▶ _What you are asked to do_
Filter the entries for the string "clicks". Copy each line that has it.

━━━━━ Data under study

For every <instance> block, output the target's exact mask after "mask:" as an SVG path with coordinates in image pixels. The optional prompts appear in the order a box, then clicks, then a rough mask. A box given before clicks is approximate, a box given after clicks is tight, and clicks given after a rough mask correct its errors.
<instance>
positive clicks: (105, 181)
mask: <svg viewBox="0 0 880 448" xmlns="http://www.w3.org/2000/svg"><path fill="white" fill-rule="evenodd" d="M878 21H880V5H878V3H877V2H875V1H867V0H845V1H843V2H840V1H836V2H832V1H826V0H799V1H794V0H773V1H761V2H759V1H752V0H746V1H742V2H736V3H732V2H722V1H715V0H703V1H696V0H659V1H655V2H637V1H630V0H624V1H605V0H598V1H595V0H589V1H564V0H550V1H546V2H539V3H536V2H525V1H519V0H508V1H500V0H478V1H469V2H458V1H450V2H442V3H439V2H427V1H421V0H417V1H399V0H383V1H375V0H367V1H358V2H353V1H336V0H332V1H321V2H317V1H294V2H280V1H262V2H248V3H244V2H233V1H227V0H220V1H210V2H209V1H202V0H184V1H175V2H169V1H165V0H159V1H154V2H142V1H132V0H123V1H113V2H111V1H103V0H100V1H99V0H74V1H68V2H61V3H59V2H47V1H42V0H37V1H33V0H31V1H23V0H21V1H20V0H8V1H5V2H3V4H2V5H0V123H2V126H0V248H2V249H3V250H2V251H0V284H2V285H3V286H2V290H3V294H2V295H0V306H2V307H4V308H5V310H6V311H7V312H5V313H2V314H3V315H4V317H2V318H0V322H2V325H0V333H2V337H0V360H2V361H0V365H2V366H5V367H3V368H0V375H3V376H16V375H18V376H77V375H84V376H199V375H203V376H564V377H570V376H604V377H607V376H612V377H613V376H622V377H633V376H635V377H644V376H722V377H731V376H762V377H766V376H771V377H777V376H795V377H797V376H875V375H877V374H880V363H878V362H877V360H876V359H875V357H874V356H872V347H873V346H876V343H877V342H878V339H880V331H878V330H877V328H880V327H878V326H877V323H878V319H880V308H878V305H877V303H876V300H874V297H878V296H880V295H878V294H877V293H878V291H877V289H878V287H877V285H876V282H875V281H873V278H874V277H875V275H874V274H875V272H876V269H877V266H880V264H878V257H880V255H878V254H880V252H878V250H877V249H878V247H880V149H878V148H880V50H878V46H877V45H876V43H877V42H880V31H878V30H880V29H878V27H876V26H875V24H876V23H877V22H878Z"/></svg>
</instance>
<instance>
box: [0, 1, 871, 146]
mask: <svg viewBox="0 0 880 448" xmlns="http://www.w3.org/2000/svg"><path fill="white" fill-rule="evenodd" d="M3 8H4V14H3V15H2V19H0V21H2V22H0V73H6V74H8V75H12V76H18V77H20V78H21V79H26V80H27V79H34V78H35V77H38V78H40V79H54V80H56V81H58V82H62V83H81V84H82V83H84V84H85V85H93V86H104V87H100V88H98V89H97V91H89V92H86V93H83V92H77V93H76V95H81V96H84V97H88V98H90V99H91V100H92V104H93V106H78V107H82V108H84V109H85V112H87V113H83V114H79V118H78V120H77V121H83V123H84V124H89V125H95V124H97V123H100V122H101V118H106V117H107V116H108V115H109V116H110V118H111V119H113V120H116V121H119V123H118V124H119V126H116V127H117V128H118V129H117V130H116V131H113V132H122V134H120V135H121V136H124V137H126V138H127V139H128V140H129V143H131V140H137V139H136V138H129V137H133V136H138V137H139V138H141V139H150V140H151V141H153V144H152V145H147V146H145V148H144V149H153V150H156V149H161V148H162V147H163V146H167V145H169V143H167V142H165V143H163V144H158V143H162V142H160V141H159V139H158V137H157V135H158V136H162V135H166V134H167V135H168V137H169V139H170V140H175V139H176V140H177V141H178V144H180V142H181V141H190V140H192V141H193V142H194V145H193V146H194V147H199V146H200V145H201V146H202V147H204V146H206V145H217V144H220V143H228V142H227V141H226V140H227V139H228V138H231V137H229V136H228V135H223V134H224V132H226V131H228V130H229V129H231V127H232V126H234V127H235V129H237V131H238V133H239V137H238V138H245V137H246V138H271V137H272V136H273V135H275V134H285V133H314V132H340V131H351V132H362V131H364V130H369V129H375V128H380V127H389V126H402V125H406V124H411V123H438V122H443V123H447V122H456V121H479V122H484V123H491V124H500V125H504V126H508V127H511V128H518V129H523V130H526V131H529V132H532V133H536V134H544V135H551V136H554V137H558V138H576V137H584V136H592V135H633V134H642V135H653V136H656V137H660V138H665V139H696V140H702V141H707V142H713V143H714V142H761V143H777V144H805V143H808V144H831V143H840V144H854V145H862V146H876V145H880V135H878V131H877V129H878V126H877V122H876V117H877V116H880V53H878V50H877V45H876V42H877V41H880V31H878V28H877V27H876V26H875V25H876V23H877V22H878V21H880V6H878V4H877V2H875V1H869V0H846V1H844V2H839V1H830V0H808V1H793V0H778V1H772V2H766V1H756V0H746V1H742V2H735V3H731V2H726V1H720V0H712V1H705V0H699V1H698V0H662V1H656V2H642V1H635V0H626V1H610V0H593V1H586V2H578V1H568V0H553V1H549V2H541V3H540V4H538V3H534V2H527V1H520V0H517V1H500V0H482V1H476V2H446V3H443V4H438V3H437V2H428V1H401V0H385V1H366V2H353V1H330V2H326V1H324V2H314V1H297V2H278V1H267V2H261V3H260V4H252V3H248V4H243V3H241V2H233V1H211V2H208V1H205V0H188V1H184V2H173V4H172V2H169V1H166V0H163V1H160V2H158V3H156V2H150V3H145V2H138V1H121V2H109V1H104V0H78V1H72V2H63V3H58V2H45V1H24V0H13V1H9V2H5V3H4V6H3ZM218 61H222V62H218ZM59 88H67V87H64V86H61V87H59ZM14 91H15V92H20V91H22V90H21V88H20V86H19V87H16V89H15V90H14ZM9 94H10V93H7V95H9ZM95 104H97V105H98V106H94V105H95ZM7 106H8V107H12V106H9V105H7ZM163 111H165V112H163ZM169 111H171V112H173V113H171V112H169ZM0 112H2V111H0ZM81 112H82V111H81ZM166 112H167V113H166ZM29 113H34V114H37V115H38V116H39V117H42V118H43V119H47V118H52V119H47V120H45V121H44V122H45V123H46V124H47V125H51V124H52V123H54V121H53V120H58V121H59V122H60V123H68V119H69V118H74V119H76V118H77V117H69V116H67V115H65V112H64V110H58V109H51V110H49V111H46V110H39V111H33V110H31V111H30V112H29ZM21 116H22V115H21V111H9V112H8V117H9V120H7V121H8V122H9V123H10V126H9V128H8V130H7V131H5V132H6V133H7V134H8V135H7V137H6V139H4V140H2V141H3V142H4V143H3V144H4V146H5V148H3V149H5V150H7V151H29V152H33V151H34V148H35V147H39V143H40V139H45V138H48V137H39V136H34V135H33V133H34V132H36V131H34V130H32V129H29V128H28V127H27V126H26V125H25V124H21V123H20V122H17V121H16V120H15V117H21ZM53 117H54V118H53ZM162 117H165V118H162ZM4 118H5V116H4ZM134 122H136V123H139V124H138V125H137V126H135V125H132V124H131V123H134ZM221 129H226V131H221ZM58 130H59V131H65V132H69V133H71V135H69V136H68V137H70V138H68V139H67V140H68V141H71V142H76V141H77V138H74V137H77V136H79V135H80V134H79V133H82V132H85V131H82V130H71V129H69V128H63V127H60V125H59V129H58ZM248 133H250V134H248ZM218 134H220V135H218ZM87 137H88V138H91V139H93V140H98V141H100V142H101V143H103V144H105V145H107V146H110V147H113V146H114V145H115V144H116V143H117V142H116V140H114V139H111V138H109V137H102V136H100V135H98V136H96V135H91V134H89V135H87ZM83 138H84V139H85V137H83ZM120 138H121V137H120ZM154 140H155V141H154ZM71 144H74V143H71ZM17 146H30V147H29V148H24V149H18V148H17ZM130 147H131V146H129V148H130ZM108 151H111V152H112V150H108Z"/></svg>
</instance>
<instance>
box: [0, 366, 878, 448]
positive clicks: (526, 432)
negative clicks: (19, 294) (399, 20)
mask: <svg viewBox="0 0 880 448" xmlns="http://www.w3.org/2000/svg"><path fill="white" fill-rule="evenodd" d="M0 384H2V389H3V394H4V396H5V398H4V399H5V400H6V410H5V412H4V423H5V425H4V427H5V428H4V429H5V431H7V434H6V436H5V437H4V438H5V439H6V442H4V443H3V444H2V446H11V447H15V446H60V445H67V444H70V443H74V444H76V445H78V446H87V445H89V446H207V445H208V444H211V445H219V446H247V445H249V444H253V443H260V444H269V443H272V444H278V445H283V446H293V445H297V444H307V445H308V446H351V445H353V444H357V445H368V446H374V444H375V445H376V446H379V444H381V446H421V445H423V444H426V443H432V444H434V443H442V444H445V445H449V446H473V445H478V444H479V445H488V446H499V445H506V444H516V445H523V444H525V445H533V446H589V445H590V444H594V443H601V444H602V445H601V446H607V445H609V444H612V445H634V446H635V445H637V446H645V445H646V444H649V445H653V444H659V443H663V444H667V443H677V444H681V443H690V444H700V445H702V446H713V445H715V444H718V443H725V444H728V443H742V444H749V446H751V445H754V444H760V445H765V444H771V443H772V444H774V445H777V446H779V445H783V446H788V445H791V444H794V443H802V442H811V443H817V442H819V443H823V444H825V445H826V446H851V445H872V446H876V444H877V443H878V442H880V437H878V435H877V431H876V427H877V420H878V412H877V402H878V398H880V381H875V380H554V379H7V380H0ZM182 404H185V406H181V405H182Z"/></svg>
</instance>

━━━━━━━━━━

▶ _Task answer_
For every <instance> block, output the target's exact mask after "mask:" as an SVG path with coordinates in image pixels. The optional prompts appear in the order a box, then clicks, then a rough mask. A box given before clicks is approximate, a box given after clicks is tight, and clicks given after a rough mask correct its errors.
positive clicks: (105, 181)
positive clicks: (526, 432)
negative clicks: (19, 294) (399, 20)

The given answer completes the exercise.